** Selected text **
-*-
Australian comedian Tim Minchin, who wrote the music and lyrics to Groundhog Day: The Musical, describes Rubin as “an incredibly gentle, sensitive guy, too good for the world he ended up in, too pure in his desire to write interesting things for Hollywood.” Indeed, Vulture’s profile is full of stories about Rubin refusing to play nice with the Hollywood execs who courted him after Groundhog Day’s success:
“[The pitch] would be like, Goldie Hawn has a dysfunctional family, none of them get along, so they go camping and in the end they all learn to love each other,” Rubin recalls. “Typically I would say, ‘Okay, I am going to tell you your movie.’ ” He’d lay out a perfectly respectable studio picture, with a three-act structure and a conventional conclusion. “And then I’d say, ‘Under no circumstances am I going to write that movie.’” He sighs. “It took me years to understand that’s why the business started disappearing.”
Instead of playing the Hollywood game, Rubin lived in Santa Fe with his family and continued to write what he wanted to write, selling scripts but never seeing them produced. And as Groundhog Day became a bigger and bigger cultural phenomenon over the years, Rubin embraced his one claim to fame. The article explains that every February 2, “Someone—he never found out who—for years left him little presents, balloons or candy or a toy groundhog, on his porch in Santa Fe. ‘It’s like my birthday,’ [Rubin] says.”
-*-
** Requirements **
**1)** According to the passage about Rubin, in which city did he live with his family instead of playing the Hollywood game?
**2)** Quote the rows verbatim, from the line containing "# point: rippling" up to and including the last line of the rows.
The passage and the rows have no connection to each other.

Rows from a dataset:
-*-
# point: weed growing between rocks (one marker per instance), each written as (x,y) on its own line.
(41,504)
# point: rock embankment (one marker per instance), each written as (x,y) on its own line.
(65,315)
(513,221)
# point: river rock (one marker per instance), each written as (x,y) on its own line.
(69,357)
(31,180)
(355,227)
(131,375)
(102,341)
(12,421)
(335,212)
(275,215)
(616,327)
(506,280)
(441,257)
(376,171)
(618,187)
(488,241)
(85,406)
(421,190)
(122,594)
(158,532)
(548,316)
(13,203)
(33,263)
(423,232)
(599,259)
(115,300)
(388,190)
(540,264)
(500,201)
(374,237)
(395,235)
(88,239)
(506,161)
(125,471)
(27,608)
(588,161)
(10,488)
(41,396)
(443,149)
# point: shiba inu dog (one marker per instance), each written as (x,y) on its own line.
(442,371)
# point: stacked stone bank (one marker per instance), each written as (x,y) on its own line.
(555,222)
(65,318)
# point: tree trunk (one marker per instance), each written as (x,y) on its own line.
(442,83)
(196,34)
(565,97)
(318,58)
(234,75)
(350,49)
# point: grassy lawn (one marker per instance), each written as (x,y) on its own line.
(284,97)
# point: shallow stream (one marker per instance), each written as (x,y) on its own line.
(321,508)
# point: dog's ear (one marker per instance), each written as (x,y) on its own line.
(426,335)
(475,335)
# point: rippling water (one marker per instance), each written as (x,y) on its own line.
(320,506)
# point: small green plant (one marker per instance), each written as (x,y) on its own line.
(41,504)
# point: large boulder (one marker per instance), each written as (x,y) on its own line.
-*-
** Problem solutions **
**1)** Santa Fe

**2)**
# point: rippling water (one marker per instance), each written as (x,y) on its own line.
(320,506)
# point: small green plant (one marker per instance), each written as (x,y) on its own line.
(41,504)
# point: large boulder (one marker per instance), each written as (x,y) on its own line.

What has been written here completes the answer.